• [MATERIALS PROVIDED]:

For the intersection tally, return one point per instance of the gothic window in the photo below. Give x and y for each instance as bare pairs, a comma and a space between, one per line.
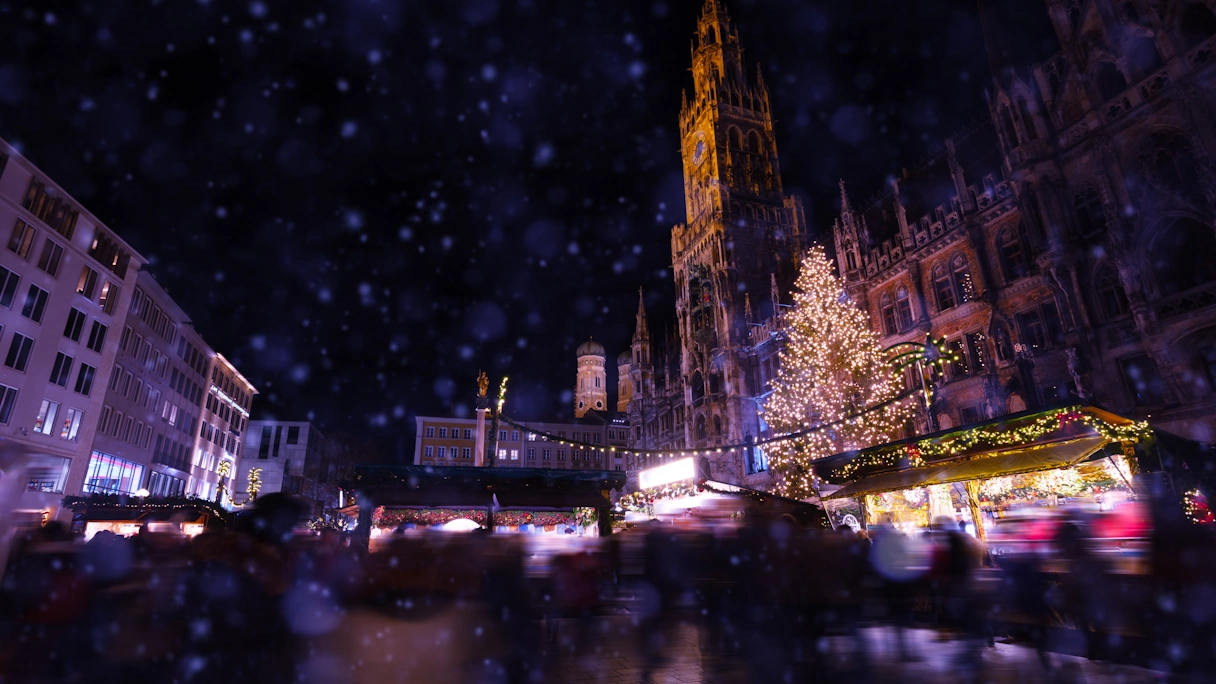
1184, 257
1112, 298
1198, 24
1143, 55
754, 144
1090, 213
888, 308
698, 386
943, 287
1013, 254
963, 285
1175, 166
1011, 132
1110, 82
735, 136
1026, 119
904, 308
---
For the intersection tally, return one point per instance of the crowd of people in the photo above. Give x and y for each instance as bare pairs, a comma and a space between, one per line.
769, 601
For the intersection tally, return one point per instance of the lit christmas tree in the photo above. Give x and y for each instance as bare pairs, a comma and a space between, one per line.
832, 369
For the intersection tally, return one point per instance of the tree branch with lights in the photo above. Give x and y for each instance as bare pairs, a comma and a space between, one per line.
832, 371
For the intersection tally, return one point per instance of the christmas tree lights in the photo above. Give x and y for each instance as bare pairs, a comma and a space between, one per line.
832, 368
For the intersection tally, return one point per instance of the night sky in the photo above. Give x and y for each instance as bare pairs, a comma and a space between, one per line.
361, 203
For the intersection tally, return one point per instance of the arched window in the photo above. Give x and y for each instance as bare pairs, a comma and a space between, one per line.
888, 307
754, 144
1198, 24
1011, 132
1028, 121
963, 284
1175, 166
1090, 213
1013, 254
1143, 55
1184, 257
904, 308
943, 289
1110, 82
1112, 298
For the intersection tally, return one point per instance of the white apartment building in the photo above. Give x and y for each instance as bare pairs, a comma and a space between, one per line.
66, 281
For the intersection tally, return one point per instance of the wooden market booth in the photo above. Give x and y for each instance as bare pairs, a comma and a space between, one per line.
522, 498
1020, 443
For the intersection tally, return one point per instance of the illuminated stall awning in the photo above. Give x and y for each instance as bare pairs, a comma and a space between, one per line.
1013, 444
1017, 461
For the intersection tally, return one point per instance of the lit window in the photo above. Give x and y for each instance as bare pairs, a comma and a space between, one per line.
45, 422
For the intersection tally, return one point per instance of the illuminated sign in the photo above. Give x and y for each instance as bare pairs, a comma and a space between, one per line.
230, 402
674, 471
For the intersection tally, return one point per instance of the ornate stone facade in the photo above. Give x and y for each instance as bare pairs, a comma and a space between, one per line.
---
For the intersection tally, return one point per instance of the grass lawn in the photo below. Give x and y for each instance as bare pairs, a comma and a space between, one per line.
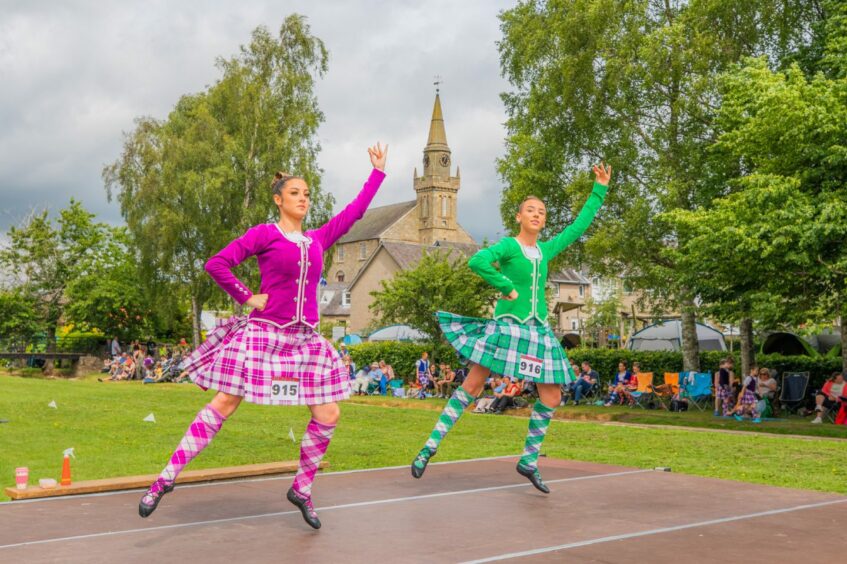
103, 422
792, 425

• [PROBLEM DETAILS]:
The listing above holds a line with "the illuminated sign" and a line with "of the ornate". Print the stretch from the first through the second, exactly and alone.

• [EXPECTED ANSWER]:
For the intersection tally, return one point per instance of the illuminated sign in the photo above. Give x and y for each instance as bare pairs, a comma and a space between, one per line.
230, 402
674, 471
For the intersection tally, return one point per instance of the ornate stone facade in the photo above. Give x and y for each instance as bare pairs, a comma and a space between, one per line.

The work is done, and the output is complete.